Direction 1
Please answer these questions about the antenna module excerpt, marking each answer with the same letter.
(a) Which component combines the radio-frequency signals received through the four signal paths?
(b) Which component down-converts the combined receive signal?
(c) What does the flexible substrate 160 correspond to in the present disclosure?
Direction 2
Write the next part of the antenna module excerpt, starting after its last sentence.

The four signals pass through four signal paths and separately
enter the different antenna elements 121. At this time, the phase
shifters 115A to 115D disposed on the signal paths are adjusted
with respect to phase, so that the directivity of the antenna
device 120 can be controlled.
[0038] By contrast, radio-frequency signals received by the antenna
elements 121 are communicated through four different signal paths
and combined together by the signal combiner and splitter 116. The
combined receive signal is down-converted by the mixer 118,
amplified by the amplifier circuit 119, and communicated to the
BBIC 200.
[0039] The RFIC 110 is formed as, for example, a one-chip
integrated-circuit component having the circuit configuration
described above. Alternatively, in the RFIC 110, the particular
devices (the switches, the power amplifier, the low-noise
amplifier, the attenuator, and the phase shifter) corresponding to
each of the antenna elements 121 may be formed as a one-chip
integrated-circuit component corresponding to each of the antenna
elements 121.
[0040] (Antenna Module Arrangement)
[0041] FIG. 2 is a diagram for explaining an arrangement of the
antenna module 100 according to the first embodiment. Referring to
FIG. 2, the antenna module 100 is arranged at a major surface 21 of
a mounting board 20 together with the RFIC 110 interposed between
the antenna module 100 and the mounting board 20. At the RFIC 110,
dielectric substrates 130 and 131 are arranged with a flexible
substrate 160 having flexibility. The antenna elements 121-1 and
121-2 are respectively arranged at the dielectric substrates 130
and 131. The flexible substrate 160 corresponds to a "joint" of the
present disclosure.

Stored rows

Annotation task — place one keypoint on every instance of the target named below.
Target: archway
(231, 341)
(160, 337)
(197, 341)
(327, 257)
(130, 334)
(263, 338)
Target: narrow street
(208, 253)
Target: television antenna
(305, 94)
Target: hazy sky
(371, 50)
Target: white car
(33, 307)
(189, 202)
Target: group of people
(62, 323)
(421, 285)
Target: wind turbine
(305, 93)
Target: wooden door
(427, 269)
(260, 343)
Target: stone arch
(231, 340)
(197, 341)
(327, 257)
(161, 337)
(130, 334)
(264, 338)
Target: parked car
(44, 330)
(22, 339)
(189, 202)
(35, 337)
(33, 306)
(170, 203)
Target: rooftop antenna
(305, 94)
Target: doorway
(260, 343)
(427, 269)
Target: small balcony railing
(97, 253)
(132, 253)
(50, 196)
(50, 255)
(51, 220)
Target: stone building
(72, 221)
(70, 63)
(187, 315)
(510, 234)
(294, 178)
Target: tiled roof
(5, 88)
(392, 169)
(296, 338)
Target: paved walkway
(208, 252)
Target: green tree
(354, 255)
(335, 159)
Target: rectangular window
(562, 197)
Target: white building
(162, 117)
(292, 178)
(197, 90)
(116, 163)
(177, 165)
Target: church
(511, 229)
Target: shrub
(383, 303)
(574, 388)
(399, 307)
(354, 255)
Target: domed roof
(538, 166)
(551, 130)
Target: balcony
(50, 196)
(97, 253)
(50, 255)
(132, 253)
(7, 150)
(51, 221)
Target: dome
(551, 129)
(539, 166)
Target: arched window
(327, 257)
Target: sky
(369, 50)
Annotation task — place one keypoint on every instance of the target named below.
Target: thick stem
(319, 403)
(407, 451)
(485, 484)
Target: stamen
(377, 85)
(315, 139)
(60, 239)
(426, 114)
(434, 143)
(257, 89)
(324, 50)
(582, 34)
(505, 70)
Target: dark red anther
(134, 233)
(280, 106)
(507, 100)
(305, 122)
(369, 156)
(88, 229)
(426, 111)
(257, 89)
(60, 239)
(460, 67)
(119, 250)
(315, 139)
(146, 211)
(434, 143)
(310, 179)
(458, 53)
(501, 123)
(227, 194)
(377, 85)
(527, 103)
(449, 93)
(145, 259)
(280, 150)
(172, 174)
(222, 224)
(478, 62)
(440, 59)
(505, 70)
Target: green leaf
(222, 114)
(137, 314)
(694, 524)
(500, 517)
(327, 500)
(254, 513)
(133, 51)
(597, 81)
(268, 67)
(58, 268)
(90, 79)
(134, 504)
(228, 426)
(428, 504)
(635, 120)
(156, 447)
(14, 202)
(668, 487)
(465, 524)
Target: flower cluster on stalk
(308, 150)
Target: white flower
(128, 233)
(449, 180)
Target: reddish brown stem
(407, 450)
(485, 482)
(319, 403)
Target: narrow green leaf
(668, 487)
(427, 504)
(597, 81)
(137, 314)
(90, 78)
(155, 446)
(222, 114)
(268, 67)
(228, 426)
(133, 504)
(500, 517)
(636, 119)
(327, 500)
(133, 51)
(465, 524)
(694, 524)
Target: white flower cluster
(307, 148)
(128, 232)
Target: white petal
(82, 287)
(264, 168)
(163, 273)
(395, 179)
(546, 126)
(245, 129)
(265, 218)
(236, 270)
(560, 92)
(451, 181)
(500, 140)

Exercise output 1
(a) The signal combiner and splitter 116.
(b) The mixer 118.
(c) A "joint."

Exercise output 2
[0042] The frequency band of radio waves that the antenna module
100 according to the first embodiment can radiate is not
particularly limited; for example, the antenna module 100 according
to the first embodiment can be used for radio waves in millimeter
wave bands, such as the 28 GHz band and/or the 39 GHz band.
[0043] The dielectric substrate 130 extends along the major surface
21. The antenna elements 121-1 are arranged to radiate radio waves
in the normal direction of the major surface 21, that is, the
Z-axis direction in FIG. 2.
[0044] The flexible substrate 160 curves from the major surface 21
to a side surface 22 of the mounting board 20. The dielectric
substrate 131 is arranged at a part of the flexible substrate 160
contacting the side surface 22. At the dielectric substrate 131,
the antenna elements 121-2 are arranged to radiate radio waves in
the normal direction of the side surface 22, that is, the X-axis
direction in FIG. 2. Instead of the flexible substrate 160, for
example, a rigid substrate having thermoplasticity may be
provided.
[0045] The dielectric substrates 130 and 131 and the flexible
substrate 160 are formed of a resin, such as epoxy or polyimide.
Alternatively, the flexible substrate 160 may be formed of a liquid
crystal polymer (LCP) or a fluororesin, which have relatively low
permittivity. The dielectric substrates 130 and 131 may also be
formed of an LCP or a fluororesin.
[0046] By coupling the two dielectric substrates 130 and 131 with
the use of the curved flexible substrate 160, it is possible to
radiate radio waves in different two directions.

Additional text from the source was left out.